Task. Convert every line of the items below into a JSON list of strings, one string per line, skipping blank lines. Leave the pictures out of the list.

Source data.
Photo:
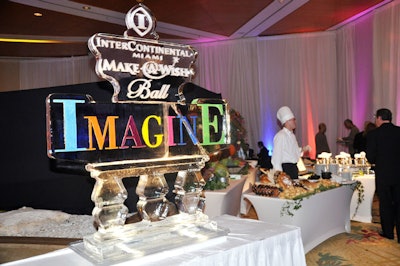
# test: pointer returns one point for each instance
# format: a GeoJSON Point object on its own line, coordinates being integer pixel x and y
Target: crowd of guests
{"type": "Point", "coordinates": [380, 141]}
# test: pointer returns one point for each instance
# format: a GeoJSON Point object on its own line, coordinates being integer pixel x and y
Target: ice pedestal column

Solved problem.
[
  "Photo:",
  "# test: pointer returns one point for each instance",
  "# format: a GeoJSON Point object on its own line, coordinates being integer pixel x and y",
  "Target: crowd of guests",
  "{\"type\": \"Point\", \"coordinates\": [380, 141]}",
  "# test: pointer returns one point for each instance",
  "# format: a GeoJSON Point object on its own line, coordinates being integer pixel x and y",
  "Target: ice pedestal column"
]